### STATED EXERCISE
Retype everything in the listing, leaving each line exactly as it is.

### MATERIAL PROVIDED

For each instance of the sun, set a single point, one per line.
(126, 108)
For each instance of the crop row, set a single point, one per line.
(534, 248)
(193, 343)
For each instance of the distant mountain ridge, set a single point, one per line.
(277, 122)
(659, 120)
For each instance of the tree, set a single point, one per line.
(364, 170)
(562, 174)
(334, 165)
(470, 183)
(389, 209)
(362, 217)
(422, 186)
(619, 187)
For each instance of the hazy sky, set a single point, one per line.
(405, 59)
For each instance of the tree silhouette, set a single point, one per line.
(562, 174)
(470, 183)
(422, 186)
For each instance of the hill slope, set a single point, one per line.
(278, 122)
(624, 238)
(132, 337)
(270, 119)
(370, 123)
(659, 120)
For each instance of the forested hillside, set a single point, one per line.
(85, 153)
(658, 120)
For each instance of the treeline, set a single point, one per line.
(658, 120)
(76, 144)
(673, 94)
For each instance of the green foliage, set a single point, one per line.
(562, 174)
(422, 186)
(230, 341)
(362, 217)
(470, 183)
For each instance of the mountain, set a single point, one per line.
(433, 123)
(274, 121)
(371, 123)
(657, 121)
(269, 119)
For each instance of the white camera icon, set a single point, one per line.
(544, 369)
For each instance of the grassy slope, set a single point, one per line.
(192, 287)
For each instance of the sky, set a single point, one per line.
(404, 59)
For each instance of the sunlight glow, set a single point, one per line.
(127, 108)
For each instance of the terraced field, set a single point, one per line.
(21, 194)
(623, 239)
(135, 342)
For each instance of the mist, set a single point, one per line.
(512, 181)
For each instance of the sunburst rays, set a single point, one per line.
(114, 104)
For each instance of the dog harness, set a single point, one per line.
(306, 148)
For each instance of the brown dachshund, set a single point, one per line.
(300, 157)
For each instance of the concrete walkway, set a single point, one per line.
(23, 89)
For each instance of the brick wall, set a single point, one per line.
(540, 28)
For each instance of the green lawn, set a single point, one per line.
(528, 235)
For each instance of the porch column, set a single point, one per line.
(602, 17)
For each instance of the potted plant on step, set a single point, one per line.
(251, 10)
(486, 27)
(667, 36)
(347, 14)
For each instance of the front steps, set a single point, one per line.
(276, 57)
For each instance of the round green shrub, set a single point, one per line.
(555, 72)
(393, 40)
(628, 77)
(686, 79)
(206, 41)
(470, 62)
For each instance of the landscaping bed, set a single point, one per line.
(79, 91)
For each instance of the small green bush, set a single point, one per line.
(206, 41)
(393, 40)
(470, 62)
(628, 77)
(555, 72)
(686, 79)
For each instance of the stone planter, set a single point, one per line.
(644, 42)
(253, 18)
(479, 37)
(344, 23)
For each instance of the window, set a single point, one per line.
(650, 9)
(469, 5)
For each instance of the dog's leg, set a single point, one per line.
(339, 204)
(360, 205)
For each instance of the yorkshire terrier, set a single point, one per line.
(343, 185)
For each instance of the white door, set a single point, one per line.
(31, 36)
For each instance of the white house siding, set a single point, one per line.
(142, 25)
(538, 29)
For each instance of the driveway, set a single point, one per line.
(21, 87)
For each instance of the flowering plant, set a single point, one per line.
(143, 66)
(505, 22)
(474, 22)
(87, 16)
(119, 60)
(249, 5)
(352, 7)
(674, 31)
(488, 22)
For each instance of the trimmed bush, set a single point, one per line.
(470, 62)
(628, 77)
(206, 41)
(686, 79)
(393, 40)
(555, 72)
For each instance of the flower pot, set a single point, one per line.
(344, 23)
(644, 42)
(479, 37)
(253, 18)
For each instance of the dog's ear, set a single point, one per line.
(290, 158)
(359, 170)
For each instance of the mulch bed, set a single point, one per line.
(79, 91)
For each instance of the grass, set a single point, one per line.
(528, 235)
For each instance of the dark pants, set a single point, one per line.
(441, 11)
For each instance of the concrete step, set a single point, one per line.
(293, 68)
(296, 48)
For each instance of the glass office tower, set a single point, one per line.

### COMPLETED EXERCISE
For each instance of the sun, set a single point, one per line.
(126, 108)
For each instance of the crop row, set a single point, one per line.
(534, 248)
(193, 343)
For each instance of the distant mountain ridge, set a single point, one per line.
(277, 122)
(659, 120)
For each instance of the tree, set a single point, one per line.
(364, 170)
(562, 174)
(334, 165)
(470, 183)
(389, 209)
(362, 217)
(422, 186)
(619, 187)
For each instance of the hazy sky, set a single point, one per line.
(405, 59)
For each instance of the tree silhouette, set a single point, one per line.
(562, 174)
(470, 183)
(422, 186)
For each instance of the hill slope, set a single point, one per line.
(278, 122)
(624, 238)
(132, 337)
(270, 119)
(370, 123)
(659, 120)
For each instance of the forested hillside, set a single point, one per line.
(85, 153)
(658, 120)
For each instance of the treeline, set a single point, one per line.
(658, 120)
(76, 144)
(673, 94)
For each instance of the green foliage, set a single point, one per line.
(562, 174)
(422, 186)
(230, 341)
(362, 217)
(470, 183)
For each instance of the mountain, set a single point, one per line.
(433, 123)
(274, 121)
(371, 123)
(657, 121)
(269, 119)
For each instance of the white camera icon, set a single point, one per line.
(544, 369)
For each instance of the grassy slope, set a single point, one per line.
(192, 287)
For each instance of the sky, set a single point, one per line.
(404, 59)
For each instance of the sunlight glow, set a single point, one per line.
(127, 108)
For each instance of the terraced field, set a single point, one per line.
(21, 194)
(623, 239)
(135, 342)
For each instance of the mist, set a single point, one per line.
(512, 181)
For each instance of the sunburst rays, set a single point, one per line.
(114, 104)
For each instance of the dog harness, set a single point, one per line.
(306, 148)
For each instance of the brown dachshund, set a single point, one per line.
(300, 157)
For each instance of the concrete walkway, set a single point, one per line.
(23, 89)
For each instance of the brick wall, set a single point, one per line.
(540, 28)
For each instance of the green lawn, set a single point, one per line.
(528, 235)
For each instance of the porch column, set a single point, one per line.
(602, 17)
For each instance of the potted plant on step, set a single point, one per line.
(251, 10)
(486, 27)
(667, 36)
(347, 14)
For each instance of the front steps, set a single point, one per line.
(276, 57)
For each instance of the round green shrub, set a single point, one per line.
(555, 72)
(393, 40)
(628, 77)
(686, 79)
(206, 41)
(470, 62)
For each instance of the landscaping bed, set a single point, one per line.
(79, 91)
For each instance of the small green bush, set a single point, one per line.
(206, 41)
(393, 40)
(470, 62)
(628, 77)
(555, 72)
(686, 79)
For each instance of the stone planter, set a single point, one per line.
(644, 42)
(253, 18)
(479, 37)
(344, 23)
For each instance of the window, set a single point, one per line.
(650, 9)
(469, 5)
For each instance of the dog's leg, set a single point, one per line.
(339, 204)
(360, 205)
For each instance of the yorkshire terrier, set a single point, one per line.
(343, 185)
For each instance of the white door, set a single point, one per line.
(31, 36)
For each instance of the white house siding, set a single point, one per line.
(142, 25)
(538, 29)
For each instance of the driveway, set a single point, one per line.
(21, 87)
For each instance of the flowering plant, set a single point, one per line.
(143, 66)
(505, 22)
(474, 22)
(87, 16)
(119, 60)
(249, 5)
(352, 7)
(674, 31)
(488, 22)
For each instance of the trimmed bush, set a single point, one per line.
(470, 62)
(628, 77)
(206, 41)
(686, 79)
(393, 40)
(555, 72)
For each instance of the flower pot, set a single point, one per line.
(344, 23)
(644, 42)
(479, 37)
(253, 18)
For each instance of the dog's ear, set a single point, one per line.
(290, 158)
(359, 170)
For each instance of the mulch bed, set a single point, one per line.
(79, 91)
For each instance of the grass, set a single point, one per line.
(528, 235)
For each instance of the dark pants, set a single point, one per line.
(441, 11)
For each instance of the concrete step, set a single point, one per line.
(293, 68)
(296, 48)
For each instance of the glass office tower, set a single point, one per line.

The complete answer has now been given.